Exercise
Would you repeat the items word for word, starting at the line that contains "In this exercise you will label the building" and ending with the last of the items, both included?

Material to process
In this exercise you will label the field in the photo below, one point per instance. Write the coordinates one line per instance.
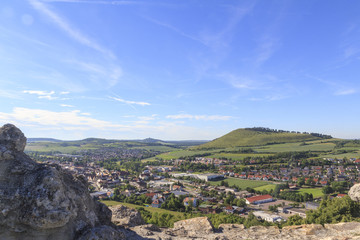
(242, 183)
(316, 192)
(150, 209)
(297, 147)
(256, 137)
(265, 187)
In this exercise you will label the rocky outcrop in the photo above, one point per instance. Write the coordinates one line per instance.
(354, 192)
(338, 231)
(124, 216)
(39, 201)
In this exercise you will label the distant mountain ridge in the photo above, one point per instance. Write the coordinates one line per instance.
(258, 136)
(43, 140)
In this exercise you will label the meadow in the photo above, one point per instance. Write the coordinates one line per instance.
(242, 183)
(316, 192)
(110, 203)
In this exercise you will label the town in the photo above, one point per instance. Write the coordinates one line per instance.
(165, 186)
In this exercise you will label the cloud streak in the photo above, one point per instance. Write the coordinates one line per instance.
(42, 94)
(95, 2)
(199, 117)
(70, 30)
(131, 102)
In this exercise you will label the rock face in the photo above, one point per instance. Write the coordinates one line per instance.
(124, 216)
(193, 227)
(38, 201)
(338, 231)
(354, 192)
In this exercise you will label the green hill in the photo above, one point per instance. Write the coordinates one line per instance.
(246, 137)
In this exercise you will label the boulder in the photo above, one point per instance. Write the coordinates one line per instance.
(354, 192)
(12, 138)
(125, 216)
(193, 227)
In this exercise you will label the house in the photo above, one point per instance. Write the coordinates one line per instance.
(341, 195)
(206, 209)
(191, 202)
(299, 211)
(157, 203)
(267, 217)
(229, 209)
(259, 199)
(312, 205)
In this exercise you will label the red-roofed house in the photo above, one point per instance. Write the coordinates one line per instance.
(340, 195)
(259, 199)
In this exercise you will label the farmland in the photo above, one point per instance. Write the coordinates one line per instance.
(242, 183)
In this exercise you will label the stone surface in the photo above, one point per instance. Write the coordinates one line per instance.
(125, 216)
(12, 138)
(354, 192)
(39, 201)
(340, 231)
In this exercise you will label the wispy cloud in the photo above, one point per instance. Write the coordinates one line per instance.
(346, 92)
(98, 73)
(200, 117)
(130, 102)
(174, 29)
(69, 29)
(51, 118)
(96, 2)
(42, 94)
(241, 82)
(340, 88)
(265, 50)
(66, 105)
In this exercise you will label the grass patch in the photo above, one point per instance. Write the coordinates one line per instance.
(316, 192)
(297, 147)
(265, 187)
(110, 203)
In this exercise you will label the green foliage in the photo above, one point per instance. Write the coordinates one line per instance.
(327, 190)
(339, 186)
(294, 196)
(256, 137)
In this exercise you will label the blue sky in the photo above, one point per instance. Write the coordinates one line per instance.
(193, 69)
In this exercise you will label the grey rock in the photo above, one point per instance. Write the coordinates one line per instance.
(103, 233)
(125, 216)
(354, 192)
(12, 138)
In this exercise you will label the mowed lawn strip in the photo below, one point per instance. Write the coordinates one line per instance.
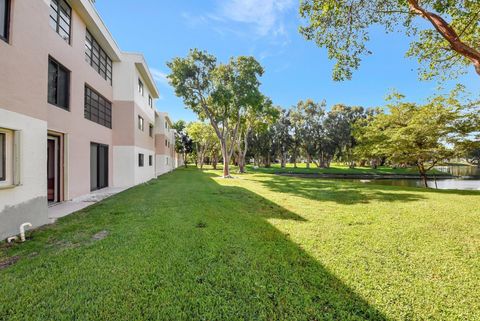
(191, 245)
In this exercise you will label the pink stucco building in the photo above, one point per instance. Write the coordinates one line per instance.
(76, 113)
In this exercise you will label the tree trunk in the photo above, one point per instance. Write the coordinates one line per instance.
(283, 162)
(295, 158)
(214, 161)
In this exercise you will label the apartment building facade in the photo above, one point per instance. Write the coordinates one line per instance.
(76, 113)
(166, 157)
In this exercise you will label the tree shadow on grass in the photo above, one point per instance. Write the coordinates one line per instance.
(338, 191)
(181, 247)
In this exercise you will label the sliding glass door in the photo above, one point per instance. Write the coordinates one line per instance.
(98, 166)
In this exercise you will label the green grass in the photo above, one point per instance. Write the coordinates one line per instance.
(192, 246)
(341, 169)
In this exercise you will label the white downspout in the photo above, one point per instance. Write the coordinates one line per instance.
(22, 230)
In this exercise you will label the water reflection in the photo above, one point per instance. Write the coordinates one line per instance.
(468, 178)
(460, 170)
(460, 184)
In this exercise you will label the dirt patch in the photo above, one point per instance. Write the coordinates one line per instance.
(201, 225)
(9, 262)
(100, 235)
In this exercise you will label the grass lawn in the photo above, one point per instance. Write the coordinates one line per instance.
(341, 169)
(192, 246)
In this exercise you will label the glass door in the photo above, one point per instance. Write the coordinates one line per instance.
(98, 166)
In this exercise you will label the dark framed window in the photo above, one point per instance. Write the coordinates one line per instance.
(58, 84)
(141, 123)
(96, 57)
(98, 166)
(4, 19)
(3, 157)
(97, 108)
(61, 18)
(140, 87)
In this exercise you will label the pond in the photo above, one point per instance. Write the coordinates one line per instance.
(468, 178)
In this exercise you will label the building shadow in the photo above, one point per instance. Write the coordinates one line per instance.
(181, 246)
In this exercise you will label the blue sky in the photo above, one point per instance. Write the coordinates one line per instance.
(267, 29)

Correct answer
In this exercise you will label the building shadow in the photo above, one point per instance. Write the coordinates one line per instance.
(181, 246)
In this exercise you will label the blue sky in the photo above, one point per instance. Write the coordinates one line per instance.
(267, 29)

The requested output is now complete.